## start Data provided
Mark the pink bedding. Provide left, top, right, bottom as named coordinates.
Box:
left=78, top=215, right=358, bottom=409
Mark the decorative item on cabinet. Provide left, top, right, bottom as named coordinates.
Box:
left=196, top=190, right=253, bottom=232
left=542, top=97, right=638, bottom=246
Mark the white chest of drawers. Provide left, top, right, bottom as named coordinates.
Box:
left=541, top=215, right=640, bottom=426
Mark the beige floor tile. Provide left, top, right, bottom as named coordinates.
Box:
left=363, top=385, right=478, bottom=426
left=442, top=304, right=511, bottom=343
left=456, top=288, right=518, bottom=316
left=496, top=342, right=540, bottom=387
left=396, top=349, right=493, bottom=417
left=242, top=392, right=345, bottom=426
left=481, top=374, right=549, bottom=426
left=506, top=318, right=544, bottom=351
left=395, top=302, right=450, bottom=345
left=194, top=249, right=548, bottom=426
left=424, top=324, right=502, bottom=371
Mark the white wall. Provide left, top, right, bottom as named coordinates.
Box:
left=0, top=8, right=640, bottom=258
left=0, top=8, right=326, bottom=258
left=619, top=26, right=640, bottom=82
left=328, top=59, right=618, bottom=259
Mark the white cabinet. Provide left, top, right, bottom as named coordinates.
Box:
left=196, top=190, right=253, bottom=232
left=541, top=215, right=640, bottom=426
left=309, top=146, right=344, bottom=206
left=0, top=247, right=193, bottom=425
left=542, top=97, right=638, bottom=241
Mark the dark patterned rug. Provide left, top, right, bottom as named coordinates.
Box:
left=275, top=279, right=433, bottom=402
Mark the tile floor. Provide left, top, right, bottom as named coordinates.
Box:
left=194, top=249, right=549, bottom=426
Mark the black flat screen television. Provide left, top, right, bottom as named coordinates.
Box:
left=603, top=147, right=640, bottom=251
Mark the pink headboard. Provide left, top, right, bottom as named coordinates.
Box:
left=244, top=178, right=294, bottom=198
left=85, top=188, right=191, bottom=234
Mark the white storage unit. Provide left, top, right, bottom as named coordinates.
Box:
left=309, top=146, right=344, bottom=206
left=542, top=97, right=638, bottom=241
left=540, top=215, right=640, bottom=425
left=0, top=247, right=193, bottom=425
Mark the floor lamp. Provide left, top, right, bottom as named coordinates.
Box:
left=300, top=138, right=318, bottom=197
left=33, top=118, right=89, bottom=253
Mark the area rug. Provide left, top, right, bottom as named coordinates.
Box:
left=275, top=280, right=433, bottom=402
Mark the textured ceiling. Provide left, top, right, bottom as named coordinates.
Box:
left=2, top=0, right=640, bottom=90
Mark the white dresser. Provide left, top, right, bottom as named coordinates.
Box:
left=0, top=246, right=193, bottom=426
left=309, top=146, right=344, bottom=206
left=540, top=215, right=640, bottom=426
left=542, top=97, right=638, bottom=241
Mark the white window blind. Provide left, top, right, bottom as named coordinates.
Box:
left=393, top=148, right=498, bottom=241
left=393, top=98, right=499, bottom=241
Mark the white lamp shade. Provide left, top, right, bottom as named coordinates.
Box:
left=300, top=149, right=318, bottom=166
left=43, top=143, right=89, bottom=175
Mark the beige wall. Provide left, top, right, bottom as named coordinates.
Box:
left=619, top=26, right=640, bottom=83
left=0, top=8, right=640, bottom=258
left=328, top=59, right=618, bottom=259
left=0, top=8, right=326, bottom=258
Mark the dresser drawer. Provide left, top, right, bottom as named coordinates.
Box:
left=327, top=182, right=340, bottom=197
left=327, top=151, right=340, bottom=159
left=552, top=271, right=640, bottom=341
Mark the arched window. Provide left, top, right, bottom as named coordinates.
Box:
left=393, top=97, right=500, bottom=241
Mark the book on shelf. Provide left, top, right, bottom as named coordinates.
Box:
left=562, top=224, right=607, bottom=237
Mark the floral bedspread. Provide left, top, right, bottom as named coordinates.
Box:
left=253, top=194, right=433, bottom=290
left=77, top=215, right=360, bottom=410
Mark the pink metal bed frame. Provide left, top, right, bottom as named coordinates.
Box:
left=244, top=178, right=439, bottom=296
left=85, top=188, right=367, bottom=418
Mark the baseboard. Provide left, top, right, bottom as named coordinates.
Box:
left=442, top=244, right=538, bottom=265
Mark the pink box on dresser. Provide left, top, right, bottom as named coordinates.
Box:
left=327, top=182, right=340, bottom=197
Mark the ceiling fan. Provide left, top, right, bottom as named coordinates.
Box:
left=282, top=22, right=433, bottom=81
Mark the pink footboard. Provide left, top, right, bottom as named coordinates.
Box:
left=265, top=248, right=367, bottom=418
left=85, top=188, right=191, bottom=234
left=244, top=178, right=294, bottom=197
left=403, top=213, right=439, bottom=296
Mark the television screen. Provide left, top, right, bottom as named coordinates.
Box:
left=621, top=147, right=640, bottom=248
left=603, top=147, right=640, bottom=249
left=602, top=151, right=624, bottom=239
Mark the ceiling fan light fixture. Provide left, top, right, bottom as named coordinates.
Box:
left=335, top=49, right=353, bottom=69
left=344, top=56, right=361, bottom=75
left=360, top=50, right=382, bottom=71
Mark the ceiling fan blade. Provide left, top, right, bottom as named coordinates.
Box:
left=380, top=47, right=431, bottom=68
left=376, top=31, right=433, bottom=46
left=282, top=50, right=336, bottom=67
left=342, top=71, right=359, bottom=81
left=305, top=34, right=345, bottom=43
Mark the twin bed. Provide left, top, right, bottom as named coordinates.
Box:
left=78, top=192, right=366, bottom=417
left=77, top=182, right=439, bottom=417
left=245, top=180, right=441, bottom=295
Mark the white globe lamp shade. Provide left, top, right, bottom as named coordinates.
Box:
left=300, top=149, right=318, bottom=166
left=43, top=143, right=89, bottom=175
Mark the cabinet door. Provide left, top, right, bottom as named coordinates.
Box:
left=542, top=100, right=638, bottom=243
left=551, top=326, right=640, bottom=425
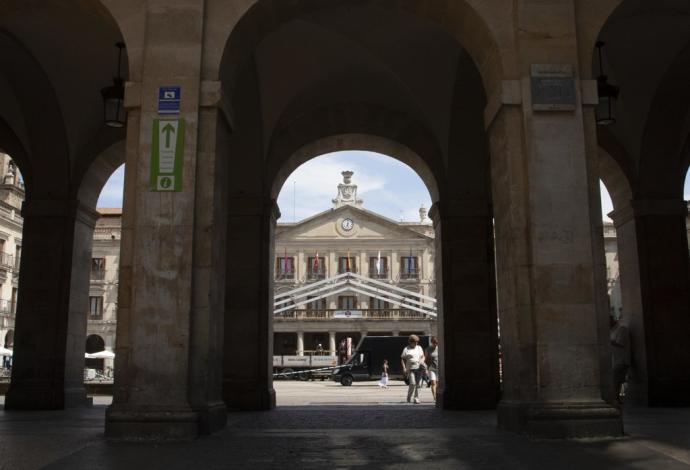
## end Data provided
### Your objective
Present all of the lines above as a numbered list, leaving out any blank lines. Keep the pictures out of your answer.

### Worked solution
1. Mark the pink bedding. Provide left, top, right, bottom as named coordinates.
2. Box:
3. left=78, top=215, right=358, bottom=409
4. Mark the decorative item on cabinet. Provide left, top, right, bottom as named coordinates.
5. Box:
6. left=196, top=190, right=253, bottom=232
7. left=542, top=97, right=638, bottom=246
8. Mark the white chest of drawers. Provide left, top, right, bottom as named coordinates.
9. Box:
10. left=541, top=215, right=640, bottom=426
11. Mark the beige floor tile. Provide left, top, right, bottom as named coordinates.
12. Box:
13. left=363, top=385, right=478, bottom=426
14. left=442, top=304, right=511, bottom=343
15. left=456, top=288, right=518, bottom=316
16. left=496, top=342, right=540, bottom=387
17. left=396, top=349, right=493, bottom=417
18. left=242, top=392, right=345, bottom=426
19. left=481, top=374, right=549, bottom=426
20. left=506, top=318, right=544, bottom=351
21. left=395, top=302, right=450, bottom=345
22. left=194, top=249, right=548, bottom=426
23. left=424, top=324, right=502, bottom=371
24. Mark the white wall. Provide left, top, right, bottom as named coordinates.
25. Box:
26. left=0, top=8, right=640, bottom=258
27. left=0, top=8, right=326, bottom=258
28. left=619, top=26, right=640, bottom=82
29. left=328, top=59, right=618, bottom=259
30. Mark the white cabinet. Provide left, top, right, bottom as named coordinates.
31. Box:
32. left=196, top=190, right=253, bottom=232
33. left=541, top=215, right=640, bottom=426
34. left=309, top=146, right=344, bottom=206
35. left=0, top=247, right=193, bottom=425
36. left=542, top=97, right=638, bottom=241
37. Mark the dark patterned rug. Provide left, top, right, bottom as named coordinates.
38. Box:
39. left=275, top=279, right=433, bottom=402
40. Mark the tile floor. Provide left, top, right, bottom as named coordinates.
41. Box:
42. left=194, top=249, right=549, bottom=426
43. Mark the black flat screen television. Provide left, top, right, bottom as named coordinates.
44. Box:
45. left=603, top=147, right=640, bottom=251
46. Mark the pink headboard. Provide left, top, right, bottom as named coordinates.
47. Box:
48. left=244, top=178, right=294, bottom=198
49. left=85, top=188, right=191, bottom=234
50. Mark the white storage unit. Provide left, top, right, bottom as named coordinates.
51. Box:
52. left=309, top=146, right=344, bottom=206
53. left=542, top=97, right=638, bottom=241
54. left=540, top=215, right=640, bottom=425
55. left=0, top=247, right=193, bottom=425
56. Mark the floor lamp. Provide left, top, right, bottom as named coordinates.
57. Box:
58. left=300, top=138, right=318, bottom=197
59. left=33, top=118, right=89, bottom=253
60. Mark the area rug. Provide left, top, right, bottom as named coordinates.
61. Box:
62. left=275, top=280, right=433, bottom=402
63. Mark the textured ceiling. Provide left, top, right, bottom as named coordinates.
64. Box:
65. left=2, top=0, right=640, bottom=90
66. Mark the white dresser. Provide left, top, right, bottom as named coordinates.
67. Box:
68. left=0, top=246, right=193, bottom=426
69. left=309, top=146, right=344, bottom=206
70. left=540, top=215, right=640, bottom=426
71. left=542, top=97, right=638, bottom=241
72. Mark the white window blind. Provide left, top, right, bottom as named coordinates.
73. Box:
74. left=393, top=148, right=498, bottom=241
75. left=393, top=98, right=499, bottom=241
76. Mark the white lamp shade. Provide left, top, right, bottom as named coordinates.
77. Box:
78. left=300, top=149, right=318, bottom=166
79. left=43, top=143, right=89, bottom=175
80. Mark the beige wall. Provide left, top, right, bottom as named coordinates.
81. Box:
82. left=619, top=26, right=640, bottom=83
83. left=0, top=8, right=640, bottom=258
84. left=328, top=59, right=618, bottom=259
85. left=0, top=8, right=326, bottom=258
86. Mark the dresser drawer. Provide left, top, right, bottom as named coordinates.
87. Box:
88. left=327, top=182, right=340, bottom=197
89. left=327, top=151, right=340, bottom=159
90. left=552, top=271, right=640, bottom=341
91. Mark the arched window. Provide left, top, right, bottom as named coordinates.
92. Box:
93. left=393, top=97, right=500, bottom=241
94. Mark the book on shelf. Provide left, top, right, bottom as named coordinates.
95. Box:
96. left=562, top=224, right=607, bottom=237
97. Mark the floral bedspread. Provide left, top, right, bottom as named coordinates.
98. Box:
99. left=253, top=194, right=433, bottom=290
100. left=77, top=215, right=360, bottom=410
101. Mark the pink metal bed frame. Provide left, top, right, bottom as named coordinates.
102. Box:
103. left=244, top=178, right=439, bottom=296
104. left=85, top=188, right=367, bottom=418
105. Mark the baseboard. Provide left, top, right, bottom as named coordinates.
106. Box:
107. left=442, top=244, right=538, bottom=265
108. Mark the pink box on dresser. Provide left, top, right, bottom as named coordinates.
109. Box:
110. left=327, top=182, right=340, bottom=197
111. Mark the ceiling fan. Provide left, top, right, bottom as named coordinates.
112. Box:
113. left=282, top=22, right=433, bottom=81
114. Mark the pink footboard. Provide left, top, right, bottom as named coordinates.
115. Box:
116. left=265, top=248, right=367, bottom=418
117. left=85, top=188, right=191, bottom=234
118. left=244, top=178, right=294, bottom=197
119. left=403, top=213, right=439, bottom=296
120. Mark the television screen. Provide left, top, right, bottom as named coordinates.
121. Box:
122. left=621, top=147, right=640, bottom=248
123. left=603, top=147, right=640, bottom=249
124. left=602, top=151, right=624, bottom=239
125. Mark the ceiling fan light fixture. Provide left, top, right, bottom as named coordinates.
126. Box:
127. left=335, top=49, right=353, bottom=69
128. left=344, top=56, right=361, bottom=75
129. left=360, top=50, right=382, bottom=71
130. Mark the ceiling fan blade. Provide left, top, right, bottom as named coordinates.
131. Box:
132. left=380, top=47, right=431, bottom=68
133. left=376, top=31, right=433, bottom=46
134. left=282, top=50, right=336, bottom=67
135. left=342, top=71, right=359, bottom=81
136. left=305, top=34, right=345, bottom=43
137. Mark the twin bed. Provide left, top, right, bottom as named coordinates.
138. Box:
139. left=78, top=192, right=366, bottom=417
140. left=77, top=182, right=439, bottom=417
141. left=245, top=180, right=441, bottom=295
142. Mark the white globe lamp shade. Provide left, top, right, bottom as named coordinates.
143. Box:
144. left=300, top=149, right=318, bottom=166
145. left=43, top=143, right=89, bottom=175
146. Mark the cabinet door. Provide left, top, right, bottom as named coordinates.
147. Box:
148. left=542, top=100, right=638, bottom=243
149. left=551, top=326, right=640, bottom=425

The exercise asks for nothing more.